### WHAT YOU HAVE TO DO:
Count the lines in the records below that contain the word "pine", and reply with the number alone.

### TASK INPUT:

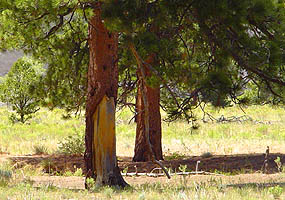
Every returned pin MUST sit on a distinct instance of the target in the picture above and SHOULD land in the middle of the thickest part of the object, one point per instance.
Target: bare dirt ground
(247, 166)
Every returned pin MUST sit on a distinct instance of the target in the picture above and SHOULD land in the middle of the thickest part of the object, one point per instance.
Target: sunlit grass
(180, 190)
(47, 128)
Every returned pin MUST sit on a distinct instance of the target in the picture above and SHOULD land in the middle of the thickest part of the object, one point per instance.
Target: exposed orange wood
(104, 138)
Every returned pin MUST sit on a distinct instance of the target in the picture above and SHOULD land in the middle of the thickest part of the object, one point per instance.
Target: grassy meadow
(266, 127)
(47, 128)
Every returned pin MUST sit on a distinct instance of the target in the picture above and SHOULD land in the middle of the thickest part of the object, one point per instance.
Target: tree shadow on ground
(234, 164)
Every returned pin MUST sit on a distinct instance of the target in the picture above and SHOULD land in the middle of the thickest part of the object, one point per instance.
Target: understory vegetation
(219, 132)
(224, 131)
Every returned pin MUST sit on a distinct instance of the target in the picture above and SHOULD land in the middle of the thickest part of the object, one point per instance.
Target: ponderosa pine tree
(43, 28)
(227, 43)
(215, 47)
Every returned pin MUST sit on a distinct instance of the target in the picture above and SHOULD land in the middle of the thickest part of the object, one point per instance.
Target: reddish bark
(101, 162)
(142, 152)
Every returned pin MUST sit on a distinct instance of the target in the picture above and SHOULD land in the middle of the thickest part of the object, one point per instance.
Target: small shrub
(276, 191)
(16, 89)
(40, 149)
(90, 183)
(5, 175)
(78, 172)
(73, 144)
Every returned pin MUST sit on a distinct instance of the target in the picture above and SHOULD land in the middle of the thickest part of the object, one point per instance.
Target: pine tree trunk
(100, 139)
(142, 154)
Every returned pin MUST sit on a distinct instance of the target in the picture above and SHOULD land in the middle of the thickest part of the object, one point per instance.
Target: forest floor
(238, 169)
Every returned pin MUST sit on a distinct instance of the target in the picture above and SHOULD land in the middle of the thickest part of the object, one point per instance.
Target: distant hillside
(6, 61)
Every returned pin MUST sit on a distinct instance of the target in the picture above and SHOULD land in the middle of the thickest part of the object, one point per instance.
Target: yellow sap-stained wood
(104, 138)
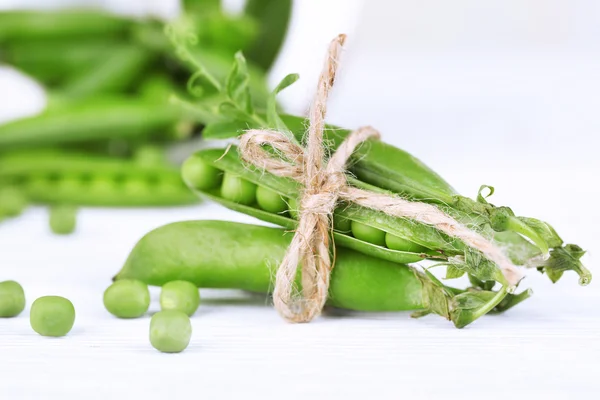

### EXERCISE ANSWER:
2